Return each of the entries below word for word, keeping every line unchanged.

_PROVIDED DATA_:
----
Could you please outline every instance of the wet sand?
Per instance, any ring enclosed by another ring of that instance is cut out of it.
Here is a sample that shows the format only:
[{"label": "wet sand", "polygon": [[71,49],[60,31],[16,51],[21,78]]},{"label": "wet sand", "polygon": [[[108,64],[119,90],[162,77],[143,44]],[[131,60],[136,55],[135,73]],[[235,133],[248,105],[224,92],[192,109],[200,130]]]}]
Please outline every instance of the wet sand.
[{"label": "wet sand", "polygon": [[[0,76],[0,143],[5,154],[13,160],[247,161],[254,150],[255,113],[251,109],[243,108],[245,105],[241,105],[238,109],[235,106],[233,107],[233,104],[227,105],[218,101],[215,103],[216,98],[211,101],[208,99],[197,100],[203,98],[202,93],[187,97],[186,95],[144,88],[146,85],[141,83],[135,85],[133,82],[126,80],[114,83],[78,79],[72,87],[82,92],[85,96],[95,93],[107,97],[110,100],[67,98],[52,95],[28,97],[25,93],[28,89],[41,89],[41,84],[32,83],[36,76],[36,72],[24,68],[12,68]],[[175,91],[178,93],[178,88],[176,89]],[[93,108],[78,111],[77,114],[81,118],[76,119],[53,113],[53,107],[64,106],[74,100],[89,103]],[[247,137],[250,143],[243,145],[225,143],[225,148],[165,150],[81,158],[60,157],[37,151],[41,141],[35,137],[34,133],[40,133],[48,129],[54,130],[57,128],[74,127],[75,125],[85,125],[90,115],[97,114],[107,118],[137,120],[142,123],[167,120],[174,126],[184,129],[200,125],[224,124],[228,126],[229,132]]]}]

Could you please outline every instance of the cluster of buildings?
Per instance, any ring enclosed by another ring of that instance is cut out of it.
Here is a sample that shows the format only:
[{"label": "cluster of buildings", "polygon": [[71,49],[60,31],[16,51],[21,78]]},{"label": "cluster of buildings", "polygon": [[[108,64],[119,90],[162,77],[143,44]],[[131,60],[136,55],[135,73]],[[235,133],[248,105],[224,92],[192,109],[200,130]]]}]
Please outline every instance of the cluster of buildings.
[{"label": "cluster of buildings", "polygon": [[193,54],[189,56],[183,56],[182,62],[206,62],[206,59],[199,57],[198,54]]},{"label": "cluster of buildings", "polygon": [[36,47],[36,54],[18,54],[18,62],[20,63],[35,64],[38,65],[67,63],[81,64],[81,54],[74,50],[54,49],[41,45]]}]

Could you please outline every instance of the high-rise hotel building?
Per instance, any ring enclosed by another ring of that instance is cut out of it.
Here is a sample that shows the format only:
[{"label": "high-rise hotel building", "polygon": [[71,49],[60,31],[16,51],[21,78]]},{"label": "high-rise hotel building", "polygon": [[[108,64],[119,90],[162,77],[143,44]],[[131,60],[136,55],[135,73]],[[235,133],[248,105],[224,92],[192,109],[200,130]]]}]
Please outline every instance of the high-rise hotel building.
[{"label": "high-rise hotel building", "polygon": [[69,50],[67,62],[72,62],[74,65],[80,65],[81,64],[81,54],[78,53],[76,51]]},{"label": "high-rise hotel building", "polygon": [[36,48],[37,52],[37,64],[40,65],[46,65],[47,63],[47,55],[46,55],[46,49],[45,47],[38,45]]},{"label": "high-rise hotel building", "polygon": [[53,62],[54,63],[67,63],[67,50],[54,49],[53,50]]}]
----
_REPLY TO THE TASK_:
Could you please outline every instance of the wet sand?
Per instance, any ring enclosed by another ring of that instance is cut out of it.
Here is a sample that shows the format only:
[{"label": "wet sand", "polygon": [[71,49],[60,31],[16,51],[21,78]]},{"label": "wet sand", "polygon": [[[108,64],[119,90],[162,77],[143,44]],[[131,60],[136,55],[135,73]],[[235,133],[248,105],[224,92],[192,109],[200,130]]]}]
Please outline every instance of the wet sand.
[{"label": "wet sand", "polygon": [[[0,76],[0,143],[5,154],[13,160],[247,161],[254,150],[255,113],[251,109],[243,108],[245,105],[241,105],[238,109],[235,106],[233,107],[233,104],[227,105],[218,101],[215,103],[216,98],[211,101],[208,99],[197,100],[203,98],[202,93],[187,97],[186,95],[144,88],[146,85],[141,83],[135,85],[133,82],[126,80],[114,83],[78,79],[72,87],[82,92],[85,96],[95,93],[107,97],[110,100],[67,98],[52,95],[28,97],[25,93],[28,89],[41,89],[41,84],[32,83],[36,76],[36,72],[24,68],[12,68]],[[175,91],[178,93],[178,88],[176,89]],[[93,108],[78,111],[77,114],[81,118],[76,119],[53,113],[53,107],[64,106],[74,100],[89,103]],[[247,137],[250,143],[243,145],[225,143],[225,148],[165,150],[81,158],[60,157],[37,151],[41,141],[35,137],[34,133],[40,133],[48,129],[54,130],[57,128],[74,127],[75,125],[85,125],[90,115],[97,114],[107,118],[137,120],[142,123],[167,120],[174,126],[184,129],[200,125],[224,124],[228,126],[229,132]]]}]

Could you please outline every instance of the cluster of buildings?
Per instance, any ring enclosed by another ring of that instance is cut out of it.
Here is a sample that shows the format only:
[{"label": "cluster of buildings", "polygon": [[71,49],[60,31],[16,51],[21,78]]},{"label": "cluster of buildings", "polygon": [[[108,64],[119,90],[162,77],[143,44]],[[131,60],[136,55],[135,73]],[[235,133],[248,105],[224,92],[192,109],[200,130]]]}]
Please outline every instance of the cluster of buildings.
[{"label": "cluster of buildings", "polygon": [[193,54],[189,56],[183,56],[182,62],[206,62],[206,59],[199,57],[198,54]]},{"label": "cluster of buildings", "polygon": [[36,47],[36,54],[18,54],[18,62],[20,63],[35,64],[38,65],[67,63],[81,64],[81,54],[74,50],[54,49],[41,45]]}]

Could you please outline every instance of the high-rise hotel building?
Per instance, any ring enclosed by another ring of that instance is cut out of it.
Here is a sample that shows the format only:
[{"label": "high-rise hotel building", "polygon": [[71,49],[60,31],[16,51],[21,78]]},{"label": "high-rise hotel building", "polygon": [[[108,64],[119,90],[162,77],[143,44]],[[131,60],[136,55],[135,73]],[[235,133],[248,105],[224,92],[192,109],[200,130]]]}]
Please outline every instance of the high-rise hotel building.
[{"label": "high-rise hotel building", "polygon": [[69,50],[67,62],[72,62],[74,65],[80,65],[81,64],[81,54],[78,53],[76,51]]},{"label": "high-rise hotel building", "polygon": [[36,48],[37,52],[37,64],[40,65],[46,65],[47,63],[47,55],[46,55],[46,49],[45,47],[38,45]]},{"label": "high-rise hotel building", "polygon": [[53,62],[54,63],[67,63],[67,50],[54,49],[53,50]]}]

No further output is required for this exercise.